:: Work to complete ::
Reproduce, word for word, the full passage on China's oil and lending activity in Africa.

:: Passage provided ::
Yet, the U.S. imports almost as large a share of its oil from Africa as China does, and American firms have been active in African energy-producing areas for decades.  In fact, Chinese firms are often seeking to exploit concessions that U.S. firms avoided for good reason: the possible profits did not justify the political risks.  It does not undermine U.S. interests for China to develop these resources.  By adding supply to the world market, China’s exploration in Africa can help stabilize oil prices over the long term.  If Chinese state-owned firms wish to pay a premium for the privilege of pursuing a mercantilist policy of controlling natural resources of marginal value “at their source” in the belief that China’s security in the event of a war will thereby be enhanced, why should we attempt to dissuade them from doing so?  In any case, the assumption that China, or any other external investor or agency, truly “controls” anything related to energy production in such countries is questionable, as the lessons of the World Bank and ExxonMobil with the Chad-Cameroon pipeline have recently reminded us.

Second, though the focus on China’s virtually unconditional support for odious regimes like Sudan and Zimbabwe is rightly a focus of attention, the truly deleterious consequences on governance of China’s links with Africa will likely not come from the imposition (or willing adoption) of authoritarian Chinese values, per se, but as a natural consequence of the accumulation of resource rents, which by their nature make the executive independent of the people and the parliament.  To the extent that Western efforts to force transparency with these funds had begun to achieve some consensus and results, for example in Angola, China has now rendered them ineffective. 
 
Chinese loan and infrastructure development programs in Africa have sent similar tremors through the IMF, the World Bank, and other multilateral agencies, who have seen their leverage over recipient countries erode considerably in the past few years.  Unsurprisingly, World Bank President Robert Zoellick recently signed a memorandum of understanding with his Chinese counterparts in an effort to persuade them to adhere to higher standards when lending.

:: Data lines ::

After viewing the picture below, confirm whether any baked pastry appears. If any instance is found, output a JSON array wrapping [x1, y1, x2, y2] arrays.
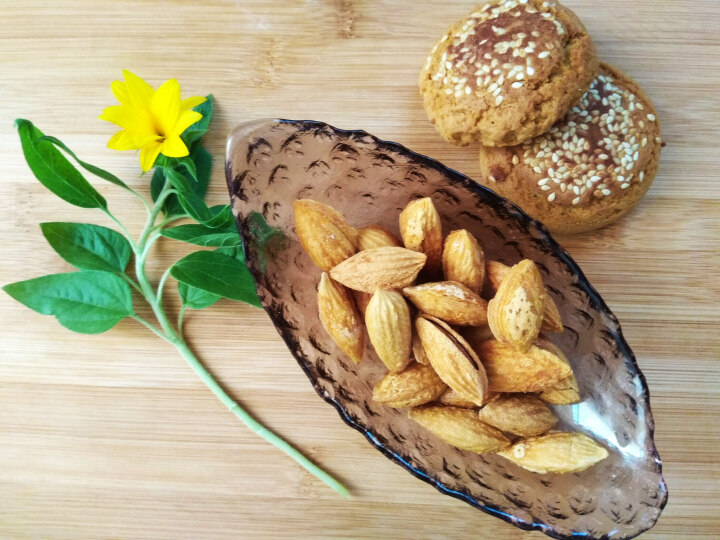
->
[[419, 0, 598, 146], [480, 63, 661, 233]]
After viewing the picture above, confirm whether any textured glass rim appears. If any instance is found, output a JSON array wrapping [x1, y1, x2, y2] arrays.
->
[[225, 118, 668, 540]]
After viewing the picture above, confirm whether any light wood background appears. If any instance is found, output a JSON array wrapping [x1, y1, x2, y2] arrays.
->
[[0, 0, 720, 540]]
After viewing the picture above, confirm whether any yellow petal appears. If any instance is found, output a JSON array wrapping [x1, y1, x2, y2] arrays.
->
[[172, 111, 202, 135], [180, 96, 207, 111], [108, 130, 142, 150], [161, 135, 190, 157], [150, 79, 180, 137], [140, 141, 162, 172]]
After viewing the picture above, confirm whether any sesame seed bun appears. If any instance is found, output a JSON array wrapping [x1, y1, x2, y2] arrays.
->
[[480, 63, 662, 233], [419, 0, 598, 146]]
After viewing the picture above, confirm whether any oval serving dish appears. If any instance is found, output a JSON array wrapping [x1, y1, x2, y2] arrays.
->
[[226, 120, 667, 540]]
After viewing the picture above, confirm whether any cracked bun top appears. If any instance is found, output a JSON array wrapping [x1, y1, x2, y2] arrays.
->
[[419, 0, 598, 146], [480, 63, 662, 233]]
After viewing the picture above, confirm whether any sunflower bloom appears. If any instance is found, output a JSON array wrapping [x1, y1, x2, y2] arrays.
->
[[100, 69, 205, 171]]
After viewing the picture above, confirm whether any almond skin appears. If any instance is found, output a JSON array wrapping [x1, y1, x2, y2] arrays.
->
[[293, 199, 357, 271], [535, 334, 581, 405], [317, 272, 365, 364], [478, 339, 572, 392], [373, 362, 447, 409], [488, 259, 547, 351], [498, 432, 608, 474], [485, 261, 565, 332], [442, 229, 485, 294], [358, 225, 401, 251], [400, 197, 442, 279], [365, 289, 412, 373], [403, 281, 487, 326], [438, 388, 500, 409], [330, 247, 427, 293], [479, 394, 557, 437], [415, 315, 488, 406], [408, 405, 510, 454]]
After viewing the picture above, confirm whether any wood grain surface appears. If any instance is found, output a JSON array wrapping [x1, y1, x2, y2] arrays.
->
[[0, 0, 720, 540]]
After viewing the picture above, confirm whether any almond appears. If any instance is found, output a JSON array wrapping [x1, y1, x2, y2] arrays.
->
[[485, 261, 565, 332], [358, 225, 400, 251], [412, 332, 430, 364], [415, 315, 487, 405], [317, 272, 365, 364], [488, 259, 547, 351], [330, 247, 427, 293], [352, 291, 372, 318], [408, 405, 510, 454], [373, 362, 447, 408], [438, 388, 500, 409], [479, 394, 557, 437], [478, 339, 572, 392], [293, 199, 357, 271], [535, 334, 580, 405], [498, 432, 608, 474], [442, 229, 485, 294], [403, 281, 487, 326], [400, 197, 442, 279], [365, 288, 412, 373]]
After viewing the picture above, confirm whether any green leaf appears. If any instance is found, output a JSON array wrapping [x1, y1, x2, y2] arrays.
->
[[150, 144, 212, 216], [15, 118, 107, 208], [170, 251, 261, 307], [178, 281, 222, 309], [40, 135, 134, 191], [181, 94, 213, 147], [40, 222, 132, 273], [160, 224, 240, 247], [3, 270, 133, 334], [245, 212, 286, 272]]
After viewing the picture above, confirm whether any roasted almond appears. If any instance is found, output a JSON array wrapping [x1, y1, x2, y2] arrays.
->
[[352, 291, 372, 318], [293, 199, 357, 271], [498, 432, 608, 474], [365, 288, 412, 373], [442, 229, 485, 294], [535, 334, 580, 405], [479, 394, 557, 437], [358, 225, 401, 250], [403, 281, 487, 326], [478, 339, 572, 392], [488, 259, 547, 351], [485, 261, 565, 332], [400, 197, 442, 279], [317, 272, 365, 364], [408, 405, 510, 454], [330, 247, 427, 293], [412, 332, 430, 364], [415, 315, 487, 405], [438, 388, 500, 409], [373, 362, 447, 408]]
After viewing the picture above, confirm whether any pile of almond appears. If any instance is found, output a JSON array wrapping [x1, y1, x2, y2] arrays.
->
[[294, 198, 608, 473]]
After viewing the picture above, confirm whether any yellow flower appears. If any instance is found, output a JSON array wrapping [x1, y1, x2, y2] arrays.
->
[[100, 69, 205, 171]]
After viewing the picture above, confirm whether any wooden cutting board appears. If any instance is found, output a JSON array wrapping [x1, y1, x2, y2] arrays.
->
[[0, 0, 720, 540]]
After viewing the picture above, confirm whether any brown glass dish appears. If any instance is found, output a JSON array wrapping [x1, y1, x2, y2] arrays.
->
[[226, 120, 668, 539]]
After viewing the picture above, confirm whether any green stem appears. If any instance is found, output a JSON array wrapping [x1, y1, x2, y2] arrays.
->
[[170, 339, 350, 499], [133, 171, 350, 498]]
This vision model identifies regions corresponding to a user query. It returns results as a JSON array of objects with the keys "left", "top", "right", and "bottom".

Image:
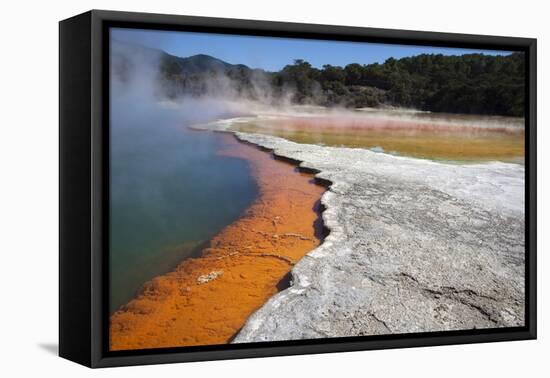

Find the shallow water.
[
  {"left": 231, "top": 112, "right": 525, "bottom": 163},
  {"left": 110, "top": 101, "right": 258, "bottom": 312}
]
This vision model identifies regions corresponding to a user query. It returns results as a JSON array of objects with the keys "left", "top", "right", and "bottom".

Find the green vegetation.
[{"left": 155, "top": 46, "right": 525, "bottom": 116}]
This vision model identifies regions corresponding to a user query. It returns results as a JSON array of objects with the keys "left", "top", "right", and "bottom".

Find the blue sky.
[{"left": 111, "top": 28, "right": 510, "bottom": 71}]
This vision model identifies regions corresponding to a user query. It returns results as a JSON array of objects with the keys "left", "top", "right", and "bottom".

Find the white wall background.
[{"left": 0, "top": 0, "right": 550, "bottom": 378}]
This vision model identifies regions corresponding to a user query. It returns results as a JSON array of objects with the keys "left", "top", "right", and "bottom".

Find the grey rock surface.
[{"left": 197, "top": 120, "right": 525, "bottom": 343}]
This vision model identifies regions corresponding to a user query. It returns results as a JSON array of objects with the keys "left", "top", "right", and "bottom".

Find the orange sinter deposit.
[{"left": 110, "top": 134, "right": 325, "bottom": 350}]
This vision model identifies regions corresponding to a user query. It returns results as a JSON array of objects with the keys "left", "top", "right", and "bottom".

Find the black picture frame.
[{"left": 59, "top": 10, "right": 537, "bottom": 368}]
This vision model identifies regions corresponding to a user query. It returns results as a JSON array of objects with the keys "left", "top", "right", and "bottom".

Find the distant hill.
[{"left": 111, "top": 41, "right": 525, "bottom": 116}]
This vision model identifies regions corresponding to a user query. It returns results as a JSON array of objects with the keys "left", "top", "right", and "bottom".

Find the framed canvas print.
[{"left": 59, "top": 11, "right": 536, "bottom": 367}]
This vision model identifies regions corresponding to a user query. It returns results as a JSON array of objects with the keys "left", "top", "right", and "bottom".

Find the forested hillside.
[{"left": 113, "top": 40, "right": 525, "bottom": 116}]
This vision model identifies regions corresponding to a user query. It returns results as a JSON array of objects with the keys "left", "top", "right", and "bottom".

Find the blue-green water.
[{"left": 110, "top": 96, "right": 257, "bottom": 312}]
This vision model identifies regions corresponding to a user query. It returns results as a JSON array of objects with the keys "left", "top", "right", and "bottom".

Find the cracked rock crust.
[{"left": 198, "top": 122, "right": 525, "bottom": 343}]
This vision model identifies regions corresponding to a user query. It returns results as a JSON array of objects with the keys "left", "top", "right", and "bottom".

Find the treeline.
[{"left": 157, "top": 48, "right": 525, "bottom": 116}]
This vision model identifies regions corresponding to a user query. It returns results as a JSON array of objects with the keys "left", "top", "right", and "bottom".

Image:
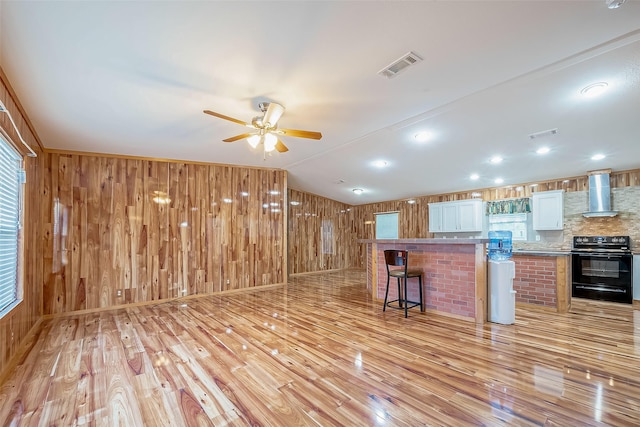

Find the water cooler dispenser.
[{"left": 488, "top": 231, "right": 516, "bottom": 325}]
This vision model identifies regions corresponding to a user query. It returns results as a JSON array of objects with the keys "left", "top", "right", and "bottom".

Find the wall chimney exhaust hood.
[{"left": 582, "top": 169, "right": 618, "bottom": 218}]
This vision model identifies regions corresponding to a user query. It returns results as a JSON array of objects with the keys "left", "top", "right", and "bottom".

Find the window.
[
  {"left": 0, "top": 138, "right": 22, "bottom": 313},
  {"left": 489, "top": 213, "right": 530, "bottom": 241},
  {"left": 375, "top": 212, "right": 398, "bottom": 239}
]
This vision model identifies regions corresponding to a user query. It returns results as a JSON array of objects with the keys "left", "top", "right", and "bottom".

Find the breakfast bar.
[{"left": 359, "top": 239, "right": 489, "bottom": 323}]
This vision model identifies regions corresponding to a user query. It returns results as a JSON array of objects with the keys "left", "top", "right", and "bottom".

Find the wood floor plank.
[{"left": 0, "top": 270, "right": 640, "bottom": 427}]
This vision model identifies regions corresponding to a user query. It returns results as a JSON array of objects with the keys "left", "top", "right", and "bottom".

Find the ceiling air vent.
[{"left": 378, "top": 52, "right": 422, "bottom": 79}]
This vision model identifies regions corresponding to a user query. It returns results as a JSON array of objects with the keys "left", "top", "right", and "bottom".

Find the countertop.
[
  {"left": 358, "top": 238, "right": 489, "bottom": 245},
  {"left": 511, "top": 249, "right": 571, "bottom": 256}
]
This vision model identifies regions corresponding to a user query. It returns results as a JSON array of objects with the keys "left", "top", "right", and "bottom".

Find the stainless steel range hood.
[{"left": 582, "top": 169, "right": 618, "bottom": 218}]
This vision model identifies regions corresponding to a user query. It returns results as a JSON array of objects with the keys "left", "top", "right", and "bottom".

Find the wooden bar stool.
[{"left": 382, "top": 249, "right": 424, "bottom": 317}]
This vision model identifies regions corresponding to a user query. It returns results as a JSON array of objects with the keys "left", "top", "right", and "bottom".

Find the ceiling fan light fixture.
[
  {"left": 247, "top": 135, "right": 260, "bottom": 148},
  {"left": 264, "top": 133, "right": 278, "bottom": 153}
]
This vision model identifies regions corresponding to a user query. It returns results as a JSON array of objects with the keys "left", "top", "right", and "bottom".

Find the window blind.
[{"left": 0, "top": 138, "right": 21, "bottom": 311}]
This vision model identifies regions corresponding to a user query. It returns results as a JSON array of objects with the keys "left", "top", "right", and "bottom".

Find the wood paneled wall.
[
  {"left": 289, "top": 169, "right": 640, "bottom": 273},
  {"left": 0, "top": 69, "right": 43, "bottom": 381},
  {"left": 41, "top": 152, "right": 286, "bottom": 315},
  {"left": 288, "top": 190, "right": 354, "bottom": 274}
]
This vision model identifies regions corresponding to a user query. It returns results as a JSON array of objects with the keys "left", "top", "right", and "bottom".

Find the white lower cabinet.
[{"left": 429, "top": 199, "right": 482, "bottom": 233}]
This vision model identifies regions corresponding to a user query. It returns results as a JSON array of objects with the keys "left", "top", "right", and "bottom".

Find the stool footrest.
[{"left": 386, "top": 299, "right": 422, "bottom": 310}]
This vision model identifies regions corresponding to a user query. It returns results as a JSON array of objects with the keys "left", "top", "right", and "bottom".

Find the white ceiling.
[{"left": 0, "top": 0, "right": 640, "bottom": 205}]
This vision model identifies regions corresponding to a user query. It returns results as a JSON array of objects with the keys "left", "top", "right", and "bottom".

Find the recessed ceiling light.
[
  {"left": 580, "top": 82, "right": 609, "bottom": 98},
  {"left": 413, "top": 131, "right": 431, "bottom": 142},
  {"left": 604, "top": 0, "right": 627, "bottom": 9}
]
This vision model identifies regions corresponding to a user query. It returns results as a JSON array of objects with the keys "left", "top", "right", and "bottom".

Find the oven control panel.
[{"left": 573, "top": 236, "right": 631, "bottom": 251}]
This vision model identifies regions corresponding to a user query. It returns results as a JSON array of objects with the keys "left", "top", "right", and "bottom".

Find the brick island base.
[{"left": 360, "top": 239, "right": 489, "bottom": 323}]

:: Finished task ::
Yet, the U.S. imports almost as large a share of its oil from Africa as China does, and American firms have been active in African energy-producing areas for decades.  In fact, Chinese firms are often seeking to exploit concessions that U.S. firms avoided for good reason: the possible profits did not justify the political risks.  It does not undermine U.S. interests for China to develop these resources.  By adding supply to the world market, China’s exploration in Africa can help stabilize oil prices over the long term.  If Chinese state-owned firms wish to pay a premium for the privilege of pursuing a mercantilist policy of controlling natural resources of marginal value “at their source” in the belief that China’s security in the event of a war will thereby be enhanced, why should we attempt to dissuade them from doing so?  In any case, the assumption that China, or any other external investor or agency, truly “controls” anything related to energy production in such countries is questionable, as the lessons of the World Bank and ExxonMobil with the Chad-Cameroon pipeline have recently reminded us.

Second, though the focus on China’s virtually unconditional support for odious regimes like Sudan and Zimbabwe is rightly a focus of attention, the truly deleterious consequences on governance of China’s links with Africa will likely not come from the imposition (or willing adoption) of authoritarian Chinese values, per se, but as a natural consequence of the accumulation of resource rents, which by their nature make the executive independent of the people and the parliament.  To the extent that Western efforts to force transparency with these funds had begun to achieve some consensus and results, for example in Angola, China has now rendered them ineffective. 
 
Chinese loan and infrastructure development programs in Africa have sent similar tremors through the IMF, the World Bank, and other multilateral agencies, who have seen their leverage over recipient countries erode considerably in the past few years.  Unsurprisingly, World Bank President Robert Zoellick recently signed a memorandum of understanding with his Chinese counterparts in an effort to persuade them to adhere to higher standards when lending.